**TEXTO DADO**
▶

El papa Francisco y Antonio Pelayo

ANTONIO PELAYO. ROMA | Sí, he tenido esta mañana –sábado 11 de mayo– el privilegio de concelebrar la Eucaristía con el papa Francisco en la capilla de la Casa de Santa Marta del Vaticano. Considero casi un deber compartir con vosotros una experiencia tan rica de emociones.

Me enteré, por causalidad, que los periodistas argentinos de Roma iban a acudir a la Misa de Santa Marta el sábado 11 de mayo. Pensando en nuestra edición argentina, me sentí impulsado a unirme al grupo, y así se lo dije al embajador de Buenos Aires ante la Santa Sede.

Con su habitual cortesía, Juan Pablo Cafiero me dijo que él nada podía hacer, puesto que la lista la habían confeccionado mis colegas “pamperos” (perdonen) y ya estaba enviada a la Prefectura de la Casa Pontificia.

Varios colegas argentinos –¡gracias, Elisabetta Piqué!– me animaron a no renunciar, y a las 6:30 h. de la mañana ya estaba delante del cancello petrino formando parte del grupo. Desde allí, contando con la benevolencia de gendarmes y guardias suizos, pude llegar hasta la capilla.

◀

**TAREA PLANTEADA A**
Extraiga cada línea de las entradas que contenga la cadena "blue".
El texto y las entradas son independientes entre sí.

**DATOS PARA PROCESAR**
▶

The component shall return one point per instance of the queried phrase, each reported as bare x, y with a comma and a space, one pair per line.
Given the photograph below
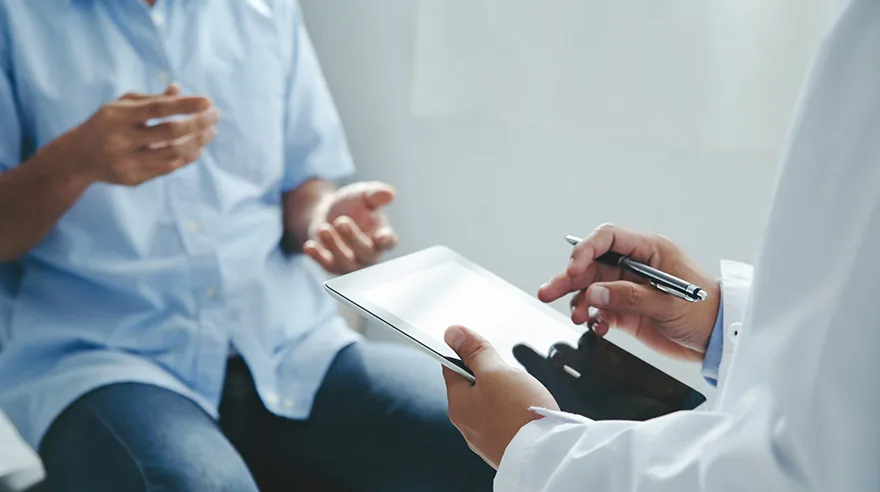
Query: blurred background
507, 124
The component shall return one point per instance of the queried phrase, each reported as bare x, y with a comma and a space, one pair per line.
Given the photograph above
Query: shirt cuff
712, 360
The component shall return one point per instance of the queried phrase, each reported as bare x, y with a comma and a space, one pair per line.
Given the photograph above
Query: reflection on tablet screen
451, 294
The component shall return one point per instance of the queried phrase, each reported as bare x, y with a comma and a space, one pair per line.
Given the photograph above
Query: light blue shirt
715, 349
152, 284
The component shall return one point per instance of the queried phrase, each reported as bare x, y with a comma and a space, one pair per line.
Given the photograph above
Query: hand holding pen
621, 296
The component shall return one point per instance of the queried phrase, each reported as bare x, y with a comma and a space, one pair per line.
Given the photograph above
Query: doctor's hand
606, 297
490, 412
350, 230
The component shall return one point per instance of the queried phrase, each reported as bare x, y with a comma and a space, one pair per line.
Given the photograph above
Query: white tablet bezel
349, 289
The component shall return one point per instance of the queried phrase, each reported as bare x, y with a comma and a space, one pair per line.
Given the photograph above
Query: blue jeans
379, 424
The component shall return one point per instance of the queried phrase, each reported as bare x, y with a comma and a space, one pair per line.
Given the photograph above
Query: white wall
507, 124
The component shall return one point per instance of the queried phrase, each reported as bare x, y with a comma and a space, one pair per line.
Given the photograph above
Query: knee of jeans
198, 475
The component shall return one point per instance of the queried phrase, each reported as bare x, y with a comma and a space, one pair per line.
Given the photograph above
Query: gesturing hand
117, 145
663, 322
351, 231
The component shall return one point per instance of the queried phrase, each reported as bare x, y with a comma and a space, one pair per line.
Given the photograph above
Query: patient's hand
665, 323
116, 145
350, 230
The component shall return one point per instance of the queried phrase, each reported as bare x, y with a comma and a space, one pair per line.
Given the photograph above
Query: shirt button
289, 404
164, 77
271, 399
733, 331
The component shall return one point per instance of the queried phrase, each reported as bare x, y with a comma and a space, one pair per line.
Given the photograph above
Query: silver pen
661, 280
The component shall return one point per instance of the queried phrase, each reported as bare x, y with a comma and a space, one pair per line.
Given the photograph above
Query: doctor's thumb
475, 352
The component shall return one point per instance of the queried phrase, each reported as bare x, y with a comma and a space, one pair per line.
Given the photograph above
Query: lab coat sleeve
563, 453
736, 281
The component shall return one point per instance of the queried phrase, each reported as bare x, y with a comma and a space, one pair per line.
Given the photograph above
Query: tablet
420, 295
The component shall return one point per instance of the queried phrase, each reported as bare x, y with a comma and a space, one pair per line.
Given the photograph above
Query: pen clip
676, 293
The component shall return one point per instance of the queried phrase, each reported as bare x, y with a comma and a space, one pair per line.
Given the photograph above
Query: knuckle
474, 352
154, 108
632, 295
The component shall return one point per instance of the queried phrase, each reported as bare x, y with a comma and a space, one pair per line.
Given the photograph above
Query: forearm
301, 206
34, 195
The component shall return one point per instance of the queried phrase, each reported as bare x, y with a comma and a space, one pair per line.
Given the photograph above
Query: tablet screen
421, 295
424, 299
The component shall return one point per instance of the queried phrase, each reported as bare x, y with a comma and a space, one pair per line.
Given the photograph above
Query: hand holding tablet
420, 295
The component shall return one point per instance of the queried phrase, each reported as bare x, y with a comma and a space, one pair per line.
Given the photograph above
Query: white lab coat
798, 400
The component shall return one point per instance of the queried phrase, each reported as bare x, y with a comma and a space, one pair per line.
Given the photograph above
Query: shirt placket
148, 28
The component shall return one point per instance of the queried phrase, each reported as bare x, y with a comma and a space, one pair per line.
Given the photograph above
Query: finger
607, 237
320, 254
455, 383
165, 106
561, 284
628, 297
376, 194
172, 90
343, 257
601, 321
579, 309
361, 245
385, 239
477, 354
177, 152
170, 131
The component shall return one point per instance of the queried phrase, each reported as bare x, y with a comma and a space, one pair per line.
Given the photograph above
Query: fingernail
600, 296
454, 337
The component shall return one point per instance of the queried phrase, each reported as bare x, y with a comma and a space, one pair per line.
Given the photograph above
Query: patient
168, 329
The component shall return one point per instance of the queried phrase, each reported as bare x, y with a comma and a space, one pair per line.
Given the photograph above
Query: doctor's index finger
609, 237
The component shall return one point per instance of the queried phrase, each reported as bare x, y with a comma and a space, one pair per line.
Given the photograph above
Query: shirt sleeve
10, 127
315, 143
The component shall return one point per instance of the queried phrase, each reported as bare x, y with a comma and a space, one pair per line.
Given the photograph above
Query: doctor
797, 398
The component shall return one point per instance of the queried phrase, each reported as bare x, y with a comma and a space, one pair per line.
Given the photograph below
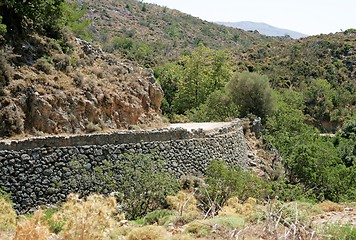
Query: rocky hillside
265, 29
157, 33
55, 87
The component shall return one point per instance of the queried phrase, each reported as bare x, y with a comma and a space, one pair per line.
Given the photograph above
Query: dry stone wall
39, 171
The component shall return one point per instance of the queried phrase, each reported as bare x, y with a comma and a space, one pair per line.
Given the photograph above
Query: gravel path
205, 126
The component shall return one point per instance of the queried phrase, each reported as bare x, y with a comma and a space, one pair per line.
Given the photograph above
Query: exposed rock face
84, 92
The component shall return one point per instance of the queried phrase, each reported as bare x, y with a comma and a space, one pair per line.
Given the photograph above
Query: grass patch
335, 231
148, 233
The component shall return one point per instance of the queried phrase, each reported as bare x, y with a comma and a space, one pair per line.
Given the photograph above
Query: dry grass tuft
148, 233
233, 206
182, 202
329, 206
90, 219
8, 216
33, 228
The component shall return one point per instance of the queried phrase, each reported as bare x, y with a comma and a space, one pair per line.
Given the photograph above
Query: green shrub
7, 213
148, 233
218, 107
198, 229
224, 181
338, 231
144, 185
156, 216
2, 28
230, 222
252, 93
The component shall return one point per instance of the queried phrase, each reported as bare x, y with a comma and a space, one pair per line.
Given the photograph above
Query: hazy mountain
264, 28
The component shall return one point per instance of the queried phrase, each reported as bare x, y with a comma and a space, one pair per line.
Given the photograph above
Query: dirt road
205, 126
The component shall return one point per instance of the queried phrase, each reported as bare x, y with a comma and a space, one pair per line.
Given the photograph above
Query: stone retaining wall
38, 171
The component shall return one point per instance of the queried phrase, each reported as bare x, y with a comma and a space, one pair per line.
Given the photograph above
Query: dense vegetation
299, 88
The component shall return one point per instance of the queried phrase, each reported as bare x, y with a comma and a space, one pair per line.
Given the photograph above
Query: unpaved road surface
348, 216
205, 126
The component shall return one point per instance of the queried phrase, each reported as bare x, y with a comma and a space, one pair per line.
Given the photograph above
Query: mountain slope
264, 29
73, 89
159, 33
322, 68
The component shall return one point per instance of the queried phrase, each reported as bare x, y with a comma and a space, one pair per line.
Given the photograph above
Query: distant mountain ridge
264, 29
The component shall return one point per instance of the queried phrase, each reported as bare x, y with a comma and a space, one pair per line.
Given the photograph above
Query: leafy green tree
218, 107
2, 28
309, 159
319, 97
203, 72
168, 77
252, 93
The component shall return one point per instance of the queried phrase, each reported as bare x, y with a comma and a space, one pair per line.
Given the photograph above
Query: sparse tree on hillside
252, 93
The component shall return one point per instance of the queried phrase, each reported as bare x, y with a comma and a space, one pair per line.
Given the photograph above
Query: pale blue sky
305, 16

◀

**TAREA PLANTEADA B**
Transcriba sin cambios el fragmento del texto sobre la misa con el papa Francisco que comienza con las palabras "Con su habitual" y termina con "la Casa Pontificia.".

**RESPUESTA COMPLETA A**
Query: light blue shirt
Query: blue jeans
Query: pale blue sky

**RESPUESTA COMPLETA B**
Con su habitual cortesía, Juan Pablo Cafiero me dijo que él nada podía hacer, puesto que la lista la habían confeccionado mis colegas “pamperos” (perdonen) y ya estaba enviada a la Prefectura de la Casa Pontificia.